Request: Copy the lines that follow, keeping every character the same.

## START

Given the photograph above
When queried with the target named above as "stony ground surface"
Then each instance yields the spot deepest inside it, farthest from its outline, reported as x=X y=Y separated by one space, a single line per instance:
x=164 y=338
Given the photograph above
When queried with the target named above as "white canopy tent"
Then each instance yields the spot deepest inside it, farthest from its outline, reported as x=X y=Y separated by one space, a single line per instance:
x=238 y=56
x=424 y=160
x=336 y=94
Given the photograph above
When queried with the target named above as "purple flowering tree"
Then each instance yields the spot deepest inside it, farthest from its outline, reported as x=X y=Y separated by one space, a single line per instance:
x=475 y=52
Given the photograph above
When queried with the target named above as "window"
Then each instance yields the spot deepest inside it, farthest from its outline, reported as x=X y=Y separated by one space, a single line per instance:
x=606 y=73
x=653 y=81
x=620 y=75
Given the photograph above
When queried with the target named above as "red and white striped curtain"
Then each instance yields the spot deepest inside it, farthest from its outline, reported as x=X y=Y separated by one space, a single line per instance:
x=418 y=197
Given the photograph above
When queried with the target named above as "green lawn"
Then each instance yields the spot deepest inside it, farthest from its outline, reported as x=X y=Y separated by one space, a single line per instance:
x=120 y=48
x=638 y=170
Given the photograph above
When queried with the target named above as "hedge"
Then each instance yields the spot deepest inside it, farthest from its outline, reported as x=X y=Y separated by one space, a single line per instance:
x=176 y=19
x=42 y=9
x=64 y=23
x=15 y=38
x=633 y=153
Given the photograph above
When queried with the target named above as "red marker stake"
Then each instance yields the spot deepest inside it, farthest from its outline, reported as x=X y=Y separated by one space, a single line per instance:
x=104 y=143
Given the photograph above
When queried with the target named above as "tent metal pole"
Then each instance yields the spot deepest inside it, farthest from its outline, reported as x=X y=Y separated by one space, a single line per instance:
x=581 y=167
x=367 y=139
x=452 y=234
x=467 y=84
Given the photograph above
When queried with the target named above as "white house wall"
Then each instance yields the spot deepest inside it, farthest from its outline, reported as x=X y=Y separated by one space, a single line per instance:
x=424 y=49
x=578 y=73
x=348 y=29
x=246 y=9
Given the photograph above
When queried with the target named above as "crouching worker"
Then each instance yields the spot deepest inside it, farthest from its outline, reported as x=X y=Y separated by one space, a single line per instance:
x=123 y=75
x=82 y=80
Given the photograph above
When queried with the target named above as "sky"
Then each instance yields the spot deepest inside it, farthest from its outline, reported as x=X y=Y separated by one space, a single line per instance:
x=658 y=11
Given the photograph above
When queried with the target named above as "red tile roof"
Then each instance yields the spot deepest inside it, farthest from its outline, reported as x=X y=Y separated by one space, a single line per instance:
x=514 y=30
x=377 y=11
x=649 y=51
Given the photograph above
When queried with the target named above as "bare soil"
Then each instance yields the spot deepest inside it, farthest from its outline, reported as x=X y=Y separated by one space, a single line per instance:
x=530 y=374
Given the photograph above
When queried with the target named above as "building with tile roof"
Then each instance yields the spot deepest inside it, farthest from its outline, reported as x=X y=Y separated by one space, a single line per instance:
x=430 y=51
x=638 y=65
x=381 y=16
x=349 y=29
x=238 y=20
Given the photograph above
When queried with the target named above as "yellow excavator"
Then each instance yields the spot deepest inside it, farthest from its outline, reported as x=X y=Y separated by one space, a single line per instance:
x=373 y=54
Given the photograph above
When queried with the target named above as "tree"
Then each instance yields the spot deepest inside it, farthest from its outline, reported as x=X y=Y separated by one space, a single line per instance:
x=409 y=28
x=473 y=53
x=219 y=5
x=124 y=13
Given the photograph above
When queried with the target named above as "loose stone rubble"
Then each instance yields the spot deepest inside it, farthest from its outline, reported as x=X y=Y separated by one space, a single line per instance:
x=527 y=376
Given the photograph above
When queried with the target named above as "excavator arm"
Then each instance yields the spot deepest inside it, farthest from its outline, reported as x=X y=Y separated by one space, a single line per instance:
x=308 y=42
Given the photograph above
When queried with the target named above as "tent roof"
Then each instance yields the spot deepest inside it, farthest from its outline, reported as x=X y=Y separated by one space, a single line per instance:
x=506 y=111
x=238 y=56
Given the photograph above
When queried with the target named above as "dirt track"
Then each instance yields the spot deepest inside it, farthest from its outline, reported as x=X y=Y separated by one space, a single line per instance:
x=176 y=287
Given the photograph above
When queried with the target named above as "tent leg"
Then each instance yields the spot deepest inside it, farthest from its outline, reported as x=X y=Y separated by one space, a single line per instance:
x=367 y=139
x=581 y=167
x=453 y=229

## END

Reply:
Given the photograph above
When queried with the target named above as "stony ground surface"
Then each instance yields the spot deepest inside it, farthest from its outline, reported as x=X y=Y separated by one space, a single line per instance:
x=164 y=338
Given the photograph above
When queried with the target named above as "white canopy tent"
Then each instance yields the spot deepest inside it, farthest from its outline, reported as x=X y=Y separated by one space, a single line per instance:
x=238 y=56
x=424 y=160
x=336 y=94
Given the photograph above
When queried with the target named above as "purple flowering tree"
Then each instance yields the spot deepest inside it, farthest from its outline, reported as x=X y=Y separated by one space, a single line per instance:
x=475 y=52
Given the photograph above
When queried with the target named above as "window"
Then each instance yields the spot deepest inside it, farthest from its outline, reported as x=X y=Y separated by one space, a single line per instance:
x=606 y=73
x=653 y=81
x=620 y=75
Given the photograph above
When queried with the target named above as "red and white striped curtain"
Then each instance yields the spot deepest inside it, farthest from its outline, reported as x=X y=Y separated by one space, a single line per instance:
x=418 y=197
Given the photograph above
When queried with the target named above as "green lawn"
Then each instance yields the spot deepest inside it, farthest from its outline, reported as x=X y=Y separated by one space, a single line per instance:
x=120 y=48
x=638 y=170
Given the photograph above
When queried with the target named above as "hedge"
Then each instance yields the spot deepest inside it, farthest from its outline, reported as x=X y=Y separated by one space, a single line per instance:
x=176 y=19
x=42 y=9
x=64 y=23
x=15 y=38
x=633 y=153
Given the photograph above
When queried with the target named above as "red marker stake"
Then each instance yields the spot deepest inside it, farthest from its outline, reported as x=X y=Y separated by one space, a single line per instance:
x=104 y=143
Given the photograph above
When queried with the target named above as "tent metal pole"
Then each instance yields the spot deepest inside it, farthest from its outline, reported as x=X y=Y separated by one space, a single line per instance:
x=581 y=167
x=367 y=139
x=452 y=234
x=467 y=84
Given the photograph above
When queried with the target named above as "white house wall"
Then each instance yields the spot deepest inside it, farthest from its outline, reported as x=X y=Y separated by one space, a single line per instance:
x=424 y=49
x=578 y=73
x=348 y=29
x=246 y=9
Given the photograph above
When queried with the target named above as "crouching worker"
Then each instance yields the spot deepest inside it, farthest from its outline, reported as x=X y=Y separated by one space, a single line per instance:
x=123 y=75
x=82 y=80
Given the photograph above
When queried with the target named above as "sky"
Then each instance yields the spot deepest inside it, farthest from its outline, reported as x=X y=Y separated by one space, a single line per instance:
x=658 y=11
Given the photograph above
When queried with the target named above as "red tile roof"
Then each instance yields the spot deepest inside it, farthest from its outline, reported as x=X y=Y separated by one space, a single line per instance:
x=514 y=30
x=377 y=11
x=649 y=51
Given the photograph above
When queried with the target named above as "bare soil"
Then each instance yields the spot deepest inside it, farthest from its outline, reported as x=X y=Y separated by one space, a single line per instance:
x=530 y=374
Given the photograph above
When queried with the target named above as "building with tile roof"
Then each instance yields the spot deepest inside it, farthest from its outline, reported as x=X y=Y separated by one space, a single line per instance:
x=430 y=51
x=638 y=65
x=381 y=16
x=349 y=29
x=238 y=20
Given the photograph above
When queried with the target named above as "yellow excavator"
Then each instance yields the spot deepest inside it, farthest from its outline, reported as x=X y=Y separated by one space, a single line per instance:
x=373 y=54
Given the photograph above
When queried with the target named above as "tree"
Then each instance yields the spot deepest inside it, farthest from its outline, reported as x=X y=Y separated by one space, a single line per instance:
x=409 y=28
x=473 y=53
x=219 y=5
x=124 y=13
Given the photograph above
When queried with the target named above as "loose stone rubble"
Then each instance yields the spot deepest inside it, farthest from its outline, reported as x=X y=Y separated by one space, a single line per instance:
x=527 y=376
Given the photograph above
When queried with the target named above as "excavator arm"
Then each instance yields the spot deepest inside it, farthest from its outline, reported as x=X y=Y separated by one space, a single line per instance:
x=308 y=42
Given the photograph above
When queried with the target named above as "tent roof"
Then each instance yields the spot deepest inside it, farthest from its outline, reported as x=X y=Y separated by one space, a single line per instance:
x=506 y=111
x=238 y=56
Given the photograph above
When queried with the target named above as "dirt track"
Then each instance yields the spot deepest inside it, farthest from its outline, reported as x=X y=Y separated by one space, a single line per instance:
x=176 y=287
Given the photograph above
When queried with the target named above as "tent leg"
Then each instance yields the spot deepest inside it, farthest from its outline, reported as x=X y=Y separated by one space, a single line per instance:
x=367 y=139
x=581 y=167
x=453 y=229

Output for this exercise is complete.